#### [AIM OF THE EXERCISE]
Extract all of the entries and give them again, word for word.

#### [LISTED RECORDS]
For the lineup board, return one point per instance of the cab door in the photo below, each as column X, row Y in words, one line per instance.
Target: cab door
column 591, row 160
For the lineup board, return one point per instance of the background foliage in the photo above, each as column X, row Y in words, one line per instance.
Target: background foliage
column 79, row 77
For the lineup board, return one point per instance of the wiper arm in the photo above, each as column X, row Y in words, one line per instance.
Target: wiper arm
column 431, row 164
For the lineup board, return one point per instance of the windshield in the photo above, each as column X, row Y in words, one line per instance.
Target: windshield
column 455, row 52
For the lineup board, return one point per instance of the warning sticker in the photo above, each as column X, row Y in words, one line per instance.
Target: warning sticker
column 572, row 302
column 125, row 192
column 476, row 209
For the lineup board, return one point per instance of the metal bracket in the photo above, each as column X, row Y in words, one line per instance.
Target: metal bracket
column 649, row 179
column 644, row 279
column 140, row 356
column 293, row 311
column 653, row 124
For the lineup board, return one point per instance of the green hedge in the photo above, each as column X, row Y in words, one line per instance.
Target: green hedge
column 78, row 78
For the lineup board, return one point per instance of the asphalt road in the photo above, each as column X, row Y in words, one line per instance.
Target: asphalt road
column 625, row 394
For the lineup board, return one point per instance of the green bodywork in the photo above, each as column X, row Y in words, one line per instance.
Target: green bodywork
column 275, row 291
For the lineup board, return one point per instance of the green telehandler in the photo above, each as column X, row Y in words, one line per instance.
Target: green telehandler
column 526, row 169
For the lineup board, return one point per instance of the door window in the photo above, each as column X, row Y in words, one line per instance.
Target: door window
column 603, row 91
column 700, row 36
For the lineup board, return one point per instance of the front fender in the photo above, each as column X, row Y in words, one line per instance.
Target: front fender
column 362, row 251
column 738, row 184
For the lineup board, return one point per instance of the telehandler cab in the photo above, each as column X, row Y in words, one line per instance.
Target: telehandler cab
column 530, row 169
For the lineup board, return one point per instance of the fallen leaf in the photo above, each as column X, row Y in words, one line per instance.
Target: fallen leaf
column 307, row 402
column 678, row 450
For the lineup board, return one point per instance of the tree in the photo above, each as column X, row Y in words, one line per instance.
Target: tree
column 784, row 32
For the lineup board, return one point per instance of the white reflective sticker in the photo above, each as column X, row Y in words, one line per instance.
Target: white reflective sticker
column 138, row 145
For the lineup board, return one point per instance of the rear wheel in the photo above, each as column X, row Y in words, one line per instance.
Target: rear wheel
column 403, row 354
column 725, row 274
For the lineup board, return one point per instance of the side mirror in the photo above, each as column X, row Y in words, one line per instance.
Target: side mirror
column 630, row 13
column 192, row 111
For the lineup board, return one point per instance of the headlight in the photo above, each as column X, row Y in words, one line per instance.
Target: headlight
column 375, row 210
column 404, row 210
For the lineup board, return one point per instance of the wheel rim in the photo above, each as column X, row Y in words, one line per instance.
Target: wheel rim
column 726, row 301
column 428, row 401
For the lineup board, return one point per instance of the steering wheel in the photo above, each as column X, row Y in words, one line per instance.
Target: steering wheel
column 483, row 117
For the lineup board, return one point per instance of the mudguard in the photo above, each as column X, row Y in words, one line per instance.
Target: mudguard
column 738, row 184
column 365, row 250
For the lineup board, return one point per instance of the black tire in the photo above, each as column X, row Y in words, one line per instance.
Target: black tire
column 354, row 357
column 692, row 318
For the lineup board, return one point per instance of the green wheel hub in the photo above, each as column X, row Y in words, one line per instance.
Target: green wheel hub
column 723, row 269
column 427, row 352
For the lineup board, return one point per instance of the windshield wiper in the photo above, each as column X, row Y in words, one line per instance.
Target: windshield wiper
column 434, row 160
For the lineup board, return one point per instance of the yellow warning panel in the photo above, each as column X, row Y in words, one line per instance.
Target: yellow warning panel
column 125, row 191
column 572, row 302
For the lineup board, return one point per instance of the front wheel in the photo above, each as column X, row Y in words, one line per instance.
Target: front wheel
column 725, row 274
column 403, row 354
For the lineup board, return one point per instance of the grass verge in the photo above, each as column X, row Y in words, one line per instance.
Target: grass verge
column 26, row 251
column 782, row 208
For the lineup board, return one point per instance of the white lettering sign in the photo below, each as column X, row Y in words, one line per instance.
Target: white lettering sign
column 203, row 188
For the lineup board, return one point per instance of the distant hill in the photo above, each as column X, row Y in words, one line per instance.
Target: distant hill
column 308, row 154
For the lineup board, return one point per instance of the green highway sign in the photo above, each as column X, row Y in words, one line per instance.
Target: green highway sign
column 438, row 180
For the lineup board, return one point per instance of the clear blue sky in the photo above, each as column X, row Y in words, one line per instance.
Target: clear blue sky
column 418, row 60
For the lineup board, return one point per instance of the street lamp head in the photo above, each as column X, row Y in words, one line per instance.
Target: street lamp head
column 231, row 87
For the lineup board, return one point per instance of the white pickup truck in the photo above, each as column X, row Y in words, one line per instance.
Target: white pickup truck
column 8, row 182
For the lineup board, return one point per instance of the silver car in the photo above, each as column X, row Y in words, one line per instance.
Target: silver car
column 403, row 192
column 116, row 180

#### [COMPLETED TASK]
For the lineup board, return one point per instance of the cab door in the photo below, each as column X, row Y in words, one line per instance.
Target: cab door
column 591, row 160
For the lineup board, return one point per instance of the background foliage in the photo above, each as column X, row Y in words, one line per instance.
Target: background foliage
column 79, row 77
For the lineup board, return one point per instance of the wiper arm in the photo above, each as column X, row Y in words, one line per instance.
Target: wiper arm
column 431, row 164
For the lineup board, return one point per instance of the windshield in the photo above, each as column X, row Y in words, one line per instance.
Target: windshield
column 455, row 52
For the lineup board, return one point per instance of the warning sticker in the photo above, each as column X, row Y in words, one line per instance.
Target: warning sticker
column 572, row 302
column 125, row 192
column 476, row 209
For the lineup board, return one point per instance of the metal bracket in the photo above, each as column X, row Y in words, one line per instance.
Target: metal bracket
column 649, row 179
column 644, row 279
column 140, row 356
column 293, row 311
column 653, row 124
For the lineup board, return one point per instance of the green hedge in the photo above, each as column X, row Y in words, one line per instance.
Target: green hedge
column 78, row 78
For the lineup board, return one point per instance of the asphalt road in the photo above, each as column X, row Y in words, one line per instance.
Target: asphalt road
column 625, row 394
For the lineup board, return one point per instance of the green bodywork in the photo above, each as column X, row Y in words, one line per instance.
Target: green bodywork
column 275, row 291
For the lineup board, return one point per instance of the green telehandler in the photo above, each as column X, row Y in words, one line per instance.
Target: green telehandler
column 526, row 169
For the lineup board, return one point per instance of the door window in the photo above, each as column X, row Y in words, one line per instance.
Target: door window
column 603, row 91
column 700, row 36
For the lineup board, return one point per instance of the front fender in the photo above, each as column X, row Y in words, one line per instance.
Target: front fender
column 362, row 251
column 738, row 184
For the lineup board, return one point per instance of the telehandler cab in the photo above, each as column X, row Y in words, one line per instance.
Target: telehandler cab
column 530, row 169
For the lineup board, return one point per instance of the fallen leaf in the photo above, each as column X, row Y in words, one line per instance.
Target: fallen leaf
column 307, row 402
column 678, row 450
For the lineup board, return one point per instance of the tree in the photo above, each as column X, row Y in words, one line per instance.
Target: tree
column 784, row 32
For the lineup board, return one point per instance of the white reflective sticker in the photo above, each as column X, row Y in words, one line per instance.
Target: white reflective sticker
column 138, row 145
For the lineup board, return one point per instance of the rear wheel in the photo above, each as column X, row Y in words, one line per instance.
Target: rear wheel
column 403, row 354
column 725, row 274
For the lineup board, return one point per instance of the side mirror in the photo above, each as column X, row Y in words, one line per instance.
Target: side mirror
column 630, row 13
column 192, row 111
For the lineup board, return one point per instance of the headlight in the photo above, each as column X, row Y in words, one line per instance.
Target: headlight
column 375, row 210
column 404, row 210
For the lineup board, return one point per instance of the wheel rim in the photo above, each as column X, row Y in words, one line per instance.
Target: wheel rim
column 726, row 301
column 428, row 401
For the lineup board, return one point per instance of the steering wheel in the photo above, each as column X, row Y in words, one line per instance.
Target: steering wheel
column 483, row 117
For the lineup board, return one point per instance of the mudguard in the photo above, each as column X, row Y in words, one line per instance.
Target: mudguard
column 738, row 184
column 365, row 250
For the lineup board, return one point per instance of the black tire in the photo above, each as column X, row Y in words, one line per instance.
Target: black tire
column 354, row 357
column 692, row 318
For the lineup board, return one point per instance of the green wheel hub in the photo above, each as column X, row Y in words, one line per instance.
Target: green wheel hub
column 723, row 269
column 427, row 352
For the lineup board, return one point per instance of the windshield wiper in the photo above, each as column X, row Y in words, one line per instance.
Target: windshield wiper
column 434, row 160
For the lineup board, return one point per instance of the yellow warning panel in the photo above, each as column X, row Y in words, one line per instance.
Target: yellow warning panel
column 125, row 191
column 572, row 302
For the lineup board, return one point per instance of the front wheel in the photo above, each as column X, row Y in words, one line per instance.
Target: front wheel
column 725, row 274
column 403, row 354
For the lineup board, return one point per instance of the grass verge in the photo above, each as column X, row Y in words, one line per instance.
Target: grass verge
column 26, row 251
column 782, row 208
For the lineup board, return one point per instance of the white lettering sign in the photo below, each as column X, row Y in words, one line per instance.
Target: white lettering sign
column 203, row 188
For the lineup board, return one point per instance of the distant hill in the photo above, each as column X, row Y in words, one line per instance.
Target: distant hill
column 308, row 154
For the lineup board, return one point per instance of the green highway sign in the photo above, each as column X, row Y in words, one line per instance.
Target: green highway sign
column 438, row 180
For the lineup board, return one point per instance of the clear blue sky in the photo above, each as column X, row Y in words, one line per instance.
Target: clear blue sky
column 418, row 60
For the lineup board, return one point per instance of the street lamp head in the photo above, each as column X, row Y in words, one line per instance.
Target: street lamp head
column 231, row 87
For the lineup board, return one point per instance of the white pickup truck in the photo above, each as column X, row Y in words, one line per instance.
Target: white pickup truck
column 8, row 182
For the lineup board, return one point per instance of the silver car in the photo above, each as column X, row Y in words, one line per instance.
Target: silver car
column 403, row 192
column 116, row 180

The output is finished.